:: INPUT MATERIAL
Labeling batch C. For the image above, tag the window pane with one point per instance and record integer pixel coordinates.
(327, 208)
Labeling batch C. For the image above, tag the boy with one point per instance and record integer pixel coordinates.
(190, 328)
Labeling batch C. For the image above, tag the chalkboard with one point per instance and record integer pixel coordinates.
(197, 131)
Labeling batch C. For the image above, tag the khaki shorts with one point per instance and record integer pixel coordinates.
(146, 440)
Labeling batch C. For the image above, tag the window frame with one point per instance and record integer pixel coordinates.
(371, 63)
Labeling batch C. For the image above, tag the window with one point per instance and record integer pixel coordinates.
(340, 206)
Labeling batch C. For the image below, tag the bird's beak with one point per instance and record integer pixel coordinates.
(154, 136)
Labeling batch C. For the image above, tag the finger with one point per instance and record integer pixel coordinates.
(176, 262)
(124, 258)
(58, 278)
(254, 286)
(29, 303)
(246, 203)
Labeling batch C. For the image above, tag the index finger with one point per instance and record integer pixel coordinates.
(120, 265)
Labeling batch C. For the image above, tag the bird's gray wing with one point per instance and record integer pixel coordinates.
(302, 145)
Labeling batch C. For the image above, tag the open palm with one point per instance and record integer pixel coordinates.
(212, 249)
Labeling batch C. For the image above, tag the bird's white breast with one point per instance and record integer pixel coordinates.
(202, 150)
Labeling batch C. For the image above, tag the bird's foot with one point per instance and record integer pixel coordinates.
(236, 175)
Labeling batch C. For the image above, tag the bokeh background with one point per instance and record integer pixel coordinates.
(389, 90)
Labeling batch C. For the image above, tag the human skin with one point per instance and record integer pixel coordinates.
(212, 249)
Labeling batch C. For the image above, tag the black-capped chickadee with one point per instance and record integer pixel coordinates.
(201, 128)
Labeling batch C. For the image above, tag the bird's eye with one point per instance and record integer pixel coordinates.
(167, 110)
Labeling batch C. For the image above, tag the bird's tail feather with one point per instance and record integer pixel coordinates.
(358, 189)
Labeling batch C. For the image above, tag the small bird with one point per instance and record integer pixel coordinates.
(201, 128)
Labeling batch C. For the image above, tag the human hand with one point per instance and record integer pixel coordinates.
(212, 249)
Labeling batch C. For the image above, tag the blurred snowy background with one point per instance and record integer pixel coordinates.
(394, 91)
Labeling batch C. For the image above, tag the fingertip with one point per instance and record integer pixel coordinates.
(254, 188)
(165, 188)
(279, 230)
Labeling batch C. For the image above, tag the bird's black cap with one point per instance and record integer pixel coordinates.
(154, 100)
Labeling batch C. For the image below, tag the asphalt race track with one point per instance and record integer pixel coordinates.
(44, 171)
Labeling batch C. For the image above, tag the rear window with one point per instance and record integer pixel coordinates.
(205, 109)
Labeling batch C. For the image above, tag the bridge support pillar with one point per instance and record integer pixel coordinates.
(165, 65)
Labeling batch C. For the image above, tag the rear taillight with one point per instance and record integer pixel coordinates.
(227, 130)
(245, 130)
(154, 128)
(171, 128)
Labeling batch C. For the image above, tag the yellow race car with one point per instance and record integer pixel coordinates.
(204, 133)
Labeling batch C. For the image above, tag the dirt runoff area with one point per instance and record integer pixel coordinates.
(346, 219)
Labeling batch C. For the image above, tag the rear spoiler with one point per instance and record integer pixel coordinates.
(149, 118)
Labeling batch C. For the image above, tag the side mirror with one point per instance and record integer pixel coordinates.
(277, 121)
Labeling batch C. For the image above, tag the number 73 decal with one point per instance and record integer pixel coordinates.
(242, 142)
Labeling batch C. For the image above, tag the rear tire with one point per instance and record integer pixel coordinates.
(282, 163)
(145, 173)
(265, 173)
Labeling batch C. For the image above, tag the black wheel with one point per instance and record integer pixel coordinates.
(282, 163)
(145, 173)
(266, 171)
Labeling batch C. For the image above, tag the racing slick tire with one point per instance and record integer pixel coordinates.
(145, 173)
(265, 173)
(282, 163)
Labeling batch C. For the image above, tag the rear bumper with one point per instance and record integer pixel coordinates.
::::
SHORT EXERCISE — Rewrite all of the data above, replacing "integer pixel coordinates" with "whole-number pixel coordinates" and leaving everything else unchanged.

WORKED ANSWER —
Labeling batch C. For the image above, tag the window pane with one point per instance and record whole-number pixel coordinates.
(327, 208)
Labeling batch C. For the image above, tag the boy with one point per instance and record whole-number pixel coordinates.
(190, 328)
Labeling batch C. For the image above, tag the chalkboard with one point per instance and record whole-number pixel coordinates.
(197, 131)
Labeling batch C. For the image above, tag the khaki shorts with one point per instance and record whole-number pixel coordinates.
(146, 440)
Labeling batch C. For the image above, tag the window frame with one point per instance and record whole-number pixel coordinates.
(371, 63)
Labeling batch C. For the image above, tag the window with one point per instance and record whole-number pixel coordinates.
(340, 206)
Labeling batch C. For the image below, tag the bird's beak with one point per instance and record whole-number pixel coordinates.
(154, 136)
Labeling batch C. For the image above, tag the finger with one point per instance and record whole-number pixel coordinates.
(176, 262)
(124, 258)
(58, 278)
(254, 286)
(29, 303)
(246, 203)
Labeling batch C. For the image above, tag the index finger with one point per instance and record whole-number pixel coordinates.
(120, 265)
Labeling batch C. For the image above, tag the bird's gray wing with one point per instance and record whole-number pixel coordinates.
(302, 145)
Labeling batch C. For the image above, tag the open palm with one point per instance and record whole-number pixel coordinates.
(212, 249)
Labeling batch C. For the image above, tag the bird's white breast with one point per instance and record whole-number pixel coordinates.
(202, 150)
Labeling batch C. For the image above, tag the bird's foot with one point per instance and record whole-number pixel coordinates.
(236, 175)
Labeling batch C. For the image above, tag the bokeh background with one point per instance and record whole-number pixel coordinates.
(389, 90)
Labeling batch C. For the image above, tag the human skin with one point per instance and record whole-number pixel coordinates.
(212, 249)
Labeling batch C. For the image above, tag the black-capped chickadee with one point per instance and record whole-number pixel coordinates.
(201, 128)
Labeling batch C. For the image above, tag the bird's eye with one point per instance and record whole-number pixel coordinates.
(167, 110)
Labeling batch C. For the image above, tag the bird's tail feather with one point per instance and record whole-number pixel coordinates.
(358, 189)
Labeling batch C. For the image above, tag the small bird with one point per instance and record whole-number pixel coordinates.
(201, 128)
Labeling batch C. For the image above, tag the human hand with one point per instance and record whole-number pixel coordinates.
(212, 249)
Labeling batch C. For the image above, tag the blurred snowy background with one point per instance and record whole-number pixel coordinates.
(394, 91)
Labeling batch C. For the image above, tag the fingertip with one point per instance and record whole-number pixel coordinates.
(254, 188)
(165, 188)
(279, 230)
Labeling batch C. For the image above, tag the bird's black cap with one point per instance and record whole-number pixel coordinates.
(154, 100)
Labeling batch C. For the image below, tag the asphalt race track with one point per instance and record whole-number pixel coordinates.
(44, 171)
Labeling batch C. For the image above, tag the rear window with one point per instance and record whole-number pixel coordinates.
(205, 109)
Labeling batch C. For the image above, tag the bridge support pillar with one point per instance and record whole-number pixel coordinates.
(165, 65)
Labeling batch C. For the image above, tag the rear taillight with one point per instance and record whole-number pixel coordinates.
(227, 130)
(245, 130)
(154, 128)
(171, 128)
Labeling batch C. For the image above, tag the yellow race car with one point per instance and record whole-number pixel coordinates.
(204, 133)
Labeling batch C. For the image above, tag the dirt runoff area with one point per instance and record whole-number pixel coordinates.
(346, 219)
Labeling batch C. For the image above, tag the rear spoiler with one point per instance and record whole-number pixel coordinates.
(149, 118)
Labeling batch C. For the image above, tag the side mirror with one point per instance and record whole-number pixel coordinates.
(277, 121)
Labeling batch C. For the image above, tag the number 73 decal with one point per instance and record whole-number pixel coordinates.
(242, 142)
Labeling batch C. For the image above, tag the rear tire with one point per instance and record whole-number pixel coordinates.
(282, 163)
(145, 173)
(265, 173)
Labeling batch C. For the image above, tag the black wheel with one point per instance and record whole-number pixel coordinates.
(282, 163)
(145, 173)
(266, 171)
Labeling batch C. For the image above, tag the racing slick tire with one point per instance and record whole-number pixel coordinates.
(145, 173)
(265, 173)
(282, 163)
Labeling batch C. For the image above, tag the rear bumper with one point per instance and record whole-number pixel coordinates.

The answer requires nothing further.